#### INSTRUCTIONS TO FOLLOW:
Copy out the lines below word for word, and leave the pictures out of your copy.

#### EXERCISE DATA:
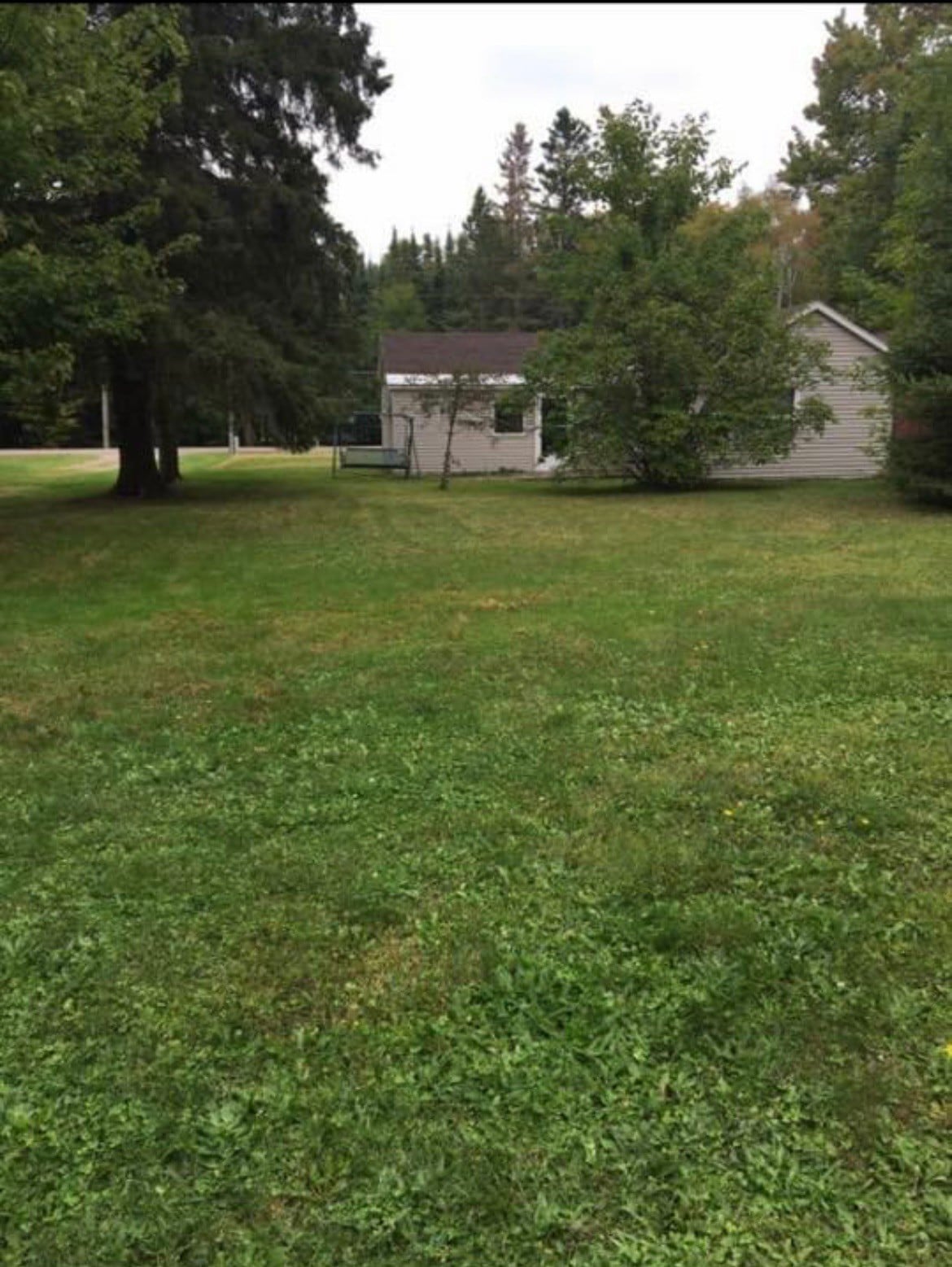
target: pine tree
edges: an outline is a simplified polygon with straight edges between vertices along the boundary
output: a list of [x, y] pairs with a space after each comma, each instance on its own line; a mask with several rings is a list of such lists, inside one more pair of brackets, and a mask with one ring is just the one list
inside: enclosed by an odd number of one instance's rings
[[581, 215], [587, 198], [592, 129], [564, 105], [541, 144], [544, 161], [535, 169], [543, 190], [540, 209], [564, 218]]
[[[101, 6], [110, 18], [128, 5]], [[359, 355], [357, 251], [330, 215], [316, 158], [373, 156], [360, 131], [388, 80], [352, 5], [180, 6], [181, 100], [146, 150], [161, 200], [150, 245], [183, 233], [184, 293], [139, 350], [113, 359], [117, 492], [148, 483], [152, 431], [165, 480], [177, 473], [186, 409], [256, 414], [289, 447], [308, 445], [346, 394]], [[241, 422], [242, 418], [237, 417]]]

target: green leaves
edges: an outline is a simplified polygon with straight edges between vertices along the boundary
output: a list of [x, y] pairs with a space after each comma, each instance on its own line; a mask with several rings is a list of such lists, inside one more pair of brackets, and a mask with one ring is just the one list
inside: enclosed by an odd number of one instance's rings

#### RESPONSE FOR THIS EXERCISE:
target: pine tree
edges: an outline is a simplified polygon with straight edges between vertices along the boundary
output: a list of [x, y] pairs with a space after each comma, each instance on its own line; a mask with several rings is a list of such lists, inside one more pair of brackets, and a mask with one ring is just the one list
inside: enclosed by an odd number of one instance's rings
[[581, 215], [587, 198], [592, 129], [564, 105], [541, 144], [544, 161], [535, 169], [543, 190], [540, 209], [564, 218]]
[[[101, 6], [110, 18], [128, 5]], [[359, 355], [357, 251], [330, 215], [316, 158], [373, 156], [360, 131], [388, 80], [352, 5], [180, 6], [181, 100], [146, 150], [161, 200], [150, 245], [183, 233], [184, 293], [139, 350], [113, 359], [117, 492], [148, 483], [152, 431], [165, 480], [177, 473], [186, 409], [256, 414], [289, 447], [308, 445], [346, 394]], [[241, 422], [242, 418], [237, 417]]]

target: green leaves
edges: an outline is a simplified polygon with straight edges between vertices along the boundary
output: a list of [x, y] pairs with a space after each comma, each instance on its own line; a mask with several rings is a list of such lists, inside one more pair of brackets, and a mask with one ring is just the one list
inside: enclosed by an odd number of one instance's rings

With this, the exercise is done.